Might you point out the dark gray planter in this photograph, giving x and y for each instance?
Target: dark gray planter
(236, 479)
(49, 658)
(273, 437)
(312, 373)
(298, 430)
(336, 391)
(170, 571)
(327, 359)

★ ★ ★ ★ ★ ★ ★

Rewrite these rows, replacing every occurrence of "planter" with "flowerpot" and leaving everything else unchanged.

Might you point out the dark gray flowerpot in this photograph, giving x and y for each instance?
Target: dark gray flowerpot
(236, 479)
(49, 658)
(273, 437)
(312, 373)
(298, 430)
(336, 391)
(170, 571)
(327, 359)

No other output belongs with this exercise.